» **Given instruction**
Pull out every line of the listing below that contains the string "metal", and copy each one unchanged.

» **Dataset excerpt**
◆ ◆ ◆

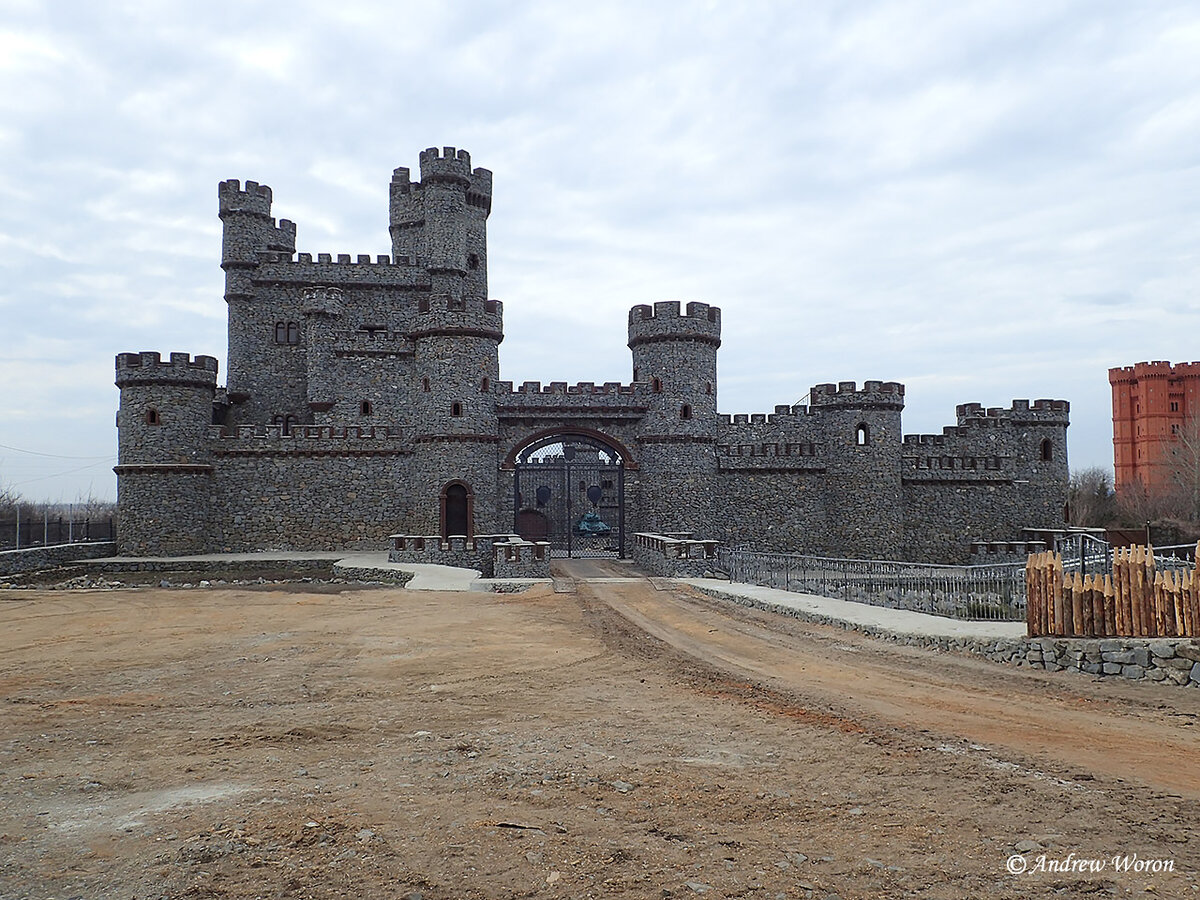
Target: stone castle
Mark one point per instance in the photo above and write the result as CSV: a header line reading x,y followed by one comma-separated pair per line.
x,y
364,399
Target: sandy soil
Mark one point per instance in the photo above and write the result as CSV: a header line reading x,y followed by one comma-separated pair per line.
x,y
619,741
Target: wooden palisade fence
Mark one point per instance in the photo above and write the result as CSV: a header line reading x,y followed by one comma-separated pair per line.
x,y
1133,600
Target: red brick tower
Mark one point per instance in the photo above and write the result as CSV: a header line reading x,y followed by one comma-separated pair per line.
x,y
1151,403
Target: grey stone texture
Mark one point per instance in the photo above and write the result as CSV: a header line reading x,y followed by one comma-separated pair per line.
x,y
1071,654
360,390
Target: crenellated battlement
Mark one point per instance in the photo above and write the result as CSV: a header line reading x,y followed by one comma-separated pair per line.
x,y
783,415
394,358
255,198
259,437
1023,412
563,388
1158,369
148,367
666,322
769,450
846,395
274,256
448,166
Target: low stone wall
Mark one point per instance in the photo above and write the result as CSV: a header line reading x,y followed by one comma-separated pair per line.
x,y
216,567
673,556
497,556
431,550
519,558
35,558
1169,661
369,573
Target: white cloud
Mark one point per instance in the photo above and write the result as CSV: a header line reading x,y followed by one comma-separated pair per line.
x,y
985,199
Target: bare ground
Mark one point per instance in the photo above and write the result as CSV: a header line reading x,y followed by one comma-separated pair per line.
x,y
619,741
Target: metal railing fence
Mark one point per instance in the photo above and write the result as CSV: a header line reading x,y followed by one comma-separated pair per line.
x,y
960,592
45,532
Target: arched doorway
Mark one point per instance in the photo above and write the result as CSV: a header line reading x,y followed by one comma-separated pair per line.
x,y
569,490
457,510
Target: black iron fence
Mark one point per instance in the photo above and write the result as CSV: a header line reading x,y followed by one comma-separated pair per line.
x,y
960,592
48,531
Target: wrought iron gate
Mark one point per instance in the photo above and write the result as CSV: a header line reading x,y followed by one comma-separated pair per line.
x,y
570,491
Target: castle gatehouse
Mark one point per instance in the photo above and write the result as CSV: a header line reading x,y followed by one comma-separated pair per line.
x,y
363,397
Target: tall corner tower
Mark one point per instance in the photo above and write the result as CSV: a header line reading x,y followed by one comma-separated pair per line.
x,y
163,473
442,222
675,359
862,433
247,232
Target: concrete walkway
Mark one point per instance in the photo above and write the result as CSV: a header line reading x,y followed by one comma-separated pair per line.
x,y
445,577
862,616
346,563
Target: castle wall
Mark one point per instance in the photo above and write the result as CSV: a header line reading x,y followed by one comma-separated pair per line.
x,y
387,376
675,351
984,479
315,489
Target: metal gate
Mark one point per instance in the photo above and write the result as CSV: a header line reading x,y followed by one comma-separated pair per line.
x,y
570,491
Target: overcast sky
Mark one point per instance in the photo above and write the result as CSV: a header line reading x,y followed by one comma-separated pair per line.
x,y
984,201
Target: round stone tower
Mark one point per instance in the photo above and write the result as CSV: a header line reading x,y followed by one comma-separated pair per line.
x,y
163,473
675,359
456,333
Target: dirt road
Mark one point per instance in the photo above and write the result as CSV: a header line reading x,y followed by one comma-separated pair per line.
x,y
618,741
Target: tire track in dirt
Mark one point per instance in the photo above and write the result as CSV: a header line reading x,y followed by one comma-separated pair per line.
x,y
924,691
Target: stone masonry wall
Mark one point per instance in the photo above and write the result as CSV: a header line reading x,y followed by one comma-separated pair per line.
x,y
1168,661
407,345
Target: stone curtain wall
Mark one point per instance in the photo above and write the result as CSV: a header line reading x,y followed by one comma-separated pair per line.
x,y
414,336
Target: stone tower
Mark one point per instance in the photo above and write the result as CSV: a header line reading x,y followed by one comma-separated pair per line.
x,y
442,221
253,365
863,437
676,355
165,477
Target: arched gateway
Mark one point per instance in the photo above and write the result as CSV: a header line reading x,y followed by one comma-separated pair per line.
x,y
569,490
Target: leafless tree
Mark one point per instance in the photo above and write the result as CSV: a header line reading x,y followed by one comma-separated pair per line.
x,y
1091,499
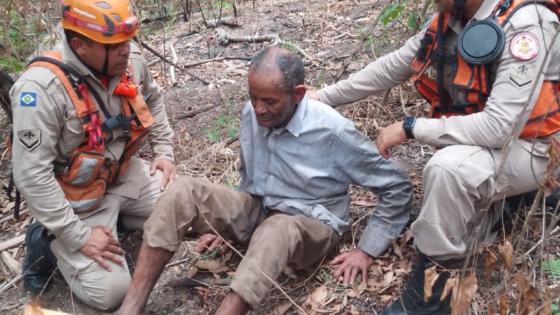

◆ ◆ ◆

» **Output below**
Target: metal railing fence
Target: metal gate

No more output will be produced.